#### YOUR TASK
Your task is to output the data exactly as it stands.

#### INFORMATION SUPPLIED
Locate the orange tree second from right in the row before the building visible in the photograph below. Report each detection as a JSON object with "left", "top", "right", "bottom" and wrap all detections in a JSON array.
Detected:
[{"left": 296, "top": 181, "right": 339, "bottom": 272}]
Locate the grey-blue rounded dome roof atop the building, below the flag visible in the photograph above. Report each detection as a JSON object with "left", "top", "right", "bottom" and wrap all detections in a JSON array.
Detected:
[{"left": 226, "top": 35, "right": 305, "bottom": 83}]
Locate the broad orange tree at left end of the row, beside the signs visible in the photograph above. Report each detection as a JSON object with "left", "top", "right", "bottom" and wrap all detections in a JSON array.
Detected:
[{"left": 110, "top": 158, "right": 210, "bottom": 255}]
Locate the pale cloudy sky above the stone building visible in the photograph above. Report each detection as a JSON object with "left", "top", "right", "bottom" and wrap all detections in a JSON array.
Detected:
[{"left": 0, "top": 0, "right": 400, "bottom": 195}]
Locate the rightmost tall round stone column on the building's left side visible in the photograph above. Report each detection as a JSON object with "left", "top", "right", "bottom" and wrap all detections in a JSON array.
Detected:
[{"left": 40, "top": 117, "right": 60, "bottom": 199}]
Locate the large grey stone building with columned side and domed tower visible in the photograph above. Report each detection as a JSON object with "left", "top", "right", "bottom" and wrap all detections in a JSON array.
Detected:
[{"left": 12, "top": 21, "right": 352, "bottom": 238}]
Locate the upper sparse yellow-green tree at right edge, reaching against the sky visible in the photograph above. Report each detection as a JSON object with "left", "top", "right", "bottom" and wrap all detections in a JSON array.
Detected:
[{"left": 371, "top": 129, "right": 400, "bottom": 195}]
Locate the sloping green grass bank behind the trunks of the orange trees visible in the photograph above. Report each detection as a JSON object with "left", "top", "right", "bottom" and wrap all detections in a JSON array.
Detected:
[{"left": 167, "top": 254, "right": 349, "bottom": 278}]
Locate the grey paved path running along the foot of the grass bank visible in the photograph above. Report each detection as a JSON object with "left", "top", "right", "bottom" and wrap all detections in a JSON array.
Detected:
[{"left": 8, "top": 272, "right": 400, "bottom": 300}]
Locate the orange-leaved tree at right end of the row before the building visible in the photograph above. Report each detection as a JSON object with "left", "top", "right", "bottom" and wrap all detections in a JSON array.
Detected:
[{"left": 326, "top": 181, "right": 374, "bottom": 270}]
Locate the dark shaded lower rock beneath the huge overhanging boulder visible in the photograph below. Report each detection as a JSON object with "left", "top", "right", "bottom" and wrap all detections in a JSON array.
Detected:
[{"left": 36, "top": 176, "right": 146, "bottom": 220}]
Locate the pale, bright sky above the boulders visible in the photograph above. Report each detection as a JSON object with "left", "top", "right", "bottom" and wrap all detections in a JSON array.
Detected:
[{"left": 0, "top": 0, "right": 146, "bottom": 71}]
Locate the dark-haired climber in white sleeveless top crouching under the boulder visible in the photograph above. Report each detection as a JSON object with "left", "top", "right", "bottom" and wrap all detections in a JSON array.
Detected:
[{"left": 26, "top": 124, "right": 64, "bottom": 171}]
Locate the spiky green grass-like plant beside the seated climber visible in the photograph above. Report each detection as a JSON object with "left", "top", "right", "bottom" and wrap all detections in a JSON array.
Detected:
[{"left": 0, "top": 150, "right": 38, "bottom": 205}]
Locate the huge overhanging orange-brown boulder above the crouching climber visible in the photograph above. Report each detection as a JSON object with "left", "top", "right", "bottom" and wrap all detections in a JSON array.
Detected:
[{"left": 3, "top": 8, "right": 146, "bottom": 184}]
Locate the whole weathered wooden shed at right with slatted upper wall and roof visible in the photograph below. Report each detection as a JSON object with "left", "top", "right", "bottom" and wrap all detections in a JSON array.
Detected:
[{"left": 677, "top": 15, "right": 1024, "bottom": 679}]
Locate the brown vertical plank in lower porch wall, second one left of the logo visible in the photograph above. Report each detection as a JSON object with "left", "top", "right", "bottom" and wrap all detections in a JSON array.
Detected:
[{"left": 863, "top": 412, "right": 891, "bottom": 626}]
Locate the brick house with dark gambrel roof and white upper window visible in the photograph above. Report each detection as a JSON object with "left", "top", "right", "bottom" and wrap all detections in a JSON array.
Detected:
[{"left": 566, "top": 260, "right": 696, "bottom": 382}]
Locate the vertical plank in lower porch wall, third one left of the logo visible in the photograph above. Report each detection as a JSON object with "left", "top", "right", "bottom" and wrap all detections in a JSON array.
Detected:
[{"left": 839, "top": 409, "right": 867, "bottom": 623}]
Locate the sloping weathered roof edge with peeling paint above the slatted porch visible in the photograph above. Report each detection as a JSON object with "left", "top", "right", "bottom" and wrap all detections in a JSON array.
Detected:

#### EXPECTED OUTPUT
Locate the orange tree second from right in the row before the building visible in the photograph below. Report each detection as a JSON object with "left", "top", "right", "bottom" and wrap all detections in a JSON array.
Detected:
[{"left": 296, "top": 181, "right": 339, "bottom": 272}]
Locate the grey-blue rounded dome roof atop the building, below the flag visible in the photograph above. Report each detection as a JSON object with "left", "top", "right", "bottom" and wrap all detections in a JSON array.
Detected:
[{"left": 226, "top": 35, "right": 305, "bottom": 83}]
Locate the broad orange tree at left end of the row, beside the signs visible in the photograph above. Report each detection as a JSON object with "left", "top", "right", "bottom" and wrap all detections in a JSON array.
Detected:
[{"left": 110, "top": 158, "right": 210, "bottom": 255}]
Locate the pale cloudy sky above the stone building visible in the photograph above. Report each detection as a JSON object with "left", "top", "right", "bottom" and wrap all detections in a JSON array.
Detected:
[{"left": 0, "top": 0, "right": 400, "bottom": 195}]
Locate the rightmost tall round stone column on the building's left side visible in the photograph above. Report each detection as a JSON object with "left", "top", "right", "bottom" and wrap all detections in a JSON array.
Detected:
[{"left": 40, "top": 117, "right": 60, "bottom": 199}]
Locate the large grey stone building with columned side and domed tower visible in the photograph above. Report each detection as a JSON object with "left", "top", "right", "bottom" and wrap all detections in a JSON array.
Detected:
[{"left": 12, "top": 21, "right": 352, "bottom": 238}]
Locate the upper sparse yellow-green tree at right edge, reaching against the sky visible in the photograph above. Report each detection as a JSON object with "left", "top", "right", "bottom" and wrap all detections in a JSON array.
Detected:
[{"left": 371, "top": 129, "right": 400, "bottom": 195}]
Locate the sloping green grass bank behind the trunks of the orange trees visible in the photograph above. Report each detection as a JSON object with "left", "top", "right", "bottom" and wrap all detections in a JSON array.
Detected:
[{"left": 167, "top": 254, "right": 349, "bottom": 278}]
Locate the grey paved path running along the foot of the grass bank visible in the photograph above. Report each detection as a JSON object with "left", "top", "right", "bottom" and wrap all detections in a JSON array.
Detected:
[{"left": 8, "top": 272, "right": 400, "bottom": 300}]
Locate the orange-leaved tree at right end of the row before the building visible in the photograph above. Report each detection as a JSON object with "left", "top", "right", "bottom" and wrap all detections in a JSON array.
Detected:
[{"left": 326, "top": 181, "right": 374, "bottom": 270}]
Locate the dark shaded lower rock beneath the huge overhanging boulder visible in the photograph below. Report each detection as a JSON object with "left", "top", "right", "bottom" and wrap all detections in a JSON array.
Detected:
[{"left": 36, "top": 176, "right": 146, "bottom": 220}]
Locate the pale, bright sky above the boulders visible in the photograph above. Report each detection as a JSON object with "left", "top", "right", "bottom" and wrap all detections in a JSON array.
Detected:
[{"left": 0, "top": 0, "right": 146, "bottom": 71}]
Locate the dark-haired climber in white sleeveless top crouching under the boulder visible in the photograph above. Report each detection as a JSON object with "left", "top", "right", "bottom" and wrap all detections in a JSON array.
Detected:
[{"left": 26, "top": 124, "right": 64, "bottom": 171}]
Locate the spiky green grass-like plant beside the seated climber visible in the photograph above. Report each detection as a JSON object with "left", "top", "right", "bottom" and wrap all detections in a JSON array.
Detected:
[{"left": 0, "top": 150, "right": 38, "bottom": 205}]
Locate the huge overhanging orange-brown boulder above the crouching climber visible in the photograph above. Report each detection as a JSON object with "left", "top", "right", "bottom" and wrap all detections in a JSON array.
Detected:
[{"left": 3, "top": 8, "right": 146, "bottom": 184}]
Locate the whole weathered wooden shed at right with slatted upper wall and roof visible in the photograph below. Report each detection as a JSON object with "left", "top", "right", "bottom" and wrap all detections in a JSON array.
Detected:
[{"left": 677, "top": 15, "right": 1024, "bottom": 679}]
Locate the brown vertical plank in lower porch wall, second one left of the logo visible in the photograph above. Report each detection as a JSON object with "left", "top", "right", "bottom" and wrap all detections in a JSON array.
Detected:
[{"left": 863, "top": 412, "right": 891, "bottom": 626}]
Locate the brick house with dark gambrel roof and white upper window visible in the photograph above. Report each detection as a JSON object with "left", "top", "right", "bottom" and wrap all detections in a JSON array.
Detected:
[{"left": 566, "top": 260, "right": 696, "bottom": 382}]
Locate the vertical plank in lower porch wall, third one left of the logo visible in the photograph above. Report each detection as a JSON object with "left", "top", "right", "bottom" and wrap all detections in a JSON array.
Detected:
[{"left": 839, "top": 409, "right": 867, "bottom": 623}]
Locate the sloping weathered roof edge with peeling paint above the slatted porch visible in the photograph above. Report each detection as a JSON object with "left", "top", "right", "bottom" and wrap all detections in a JSON array.
Detected:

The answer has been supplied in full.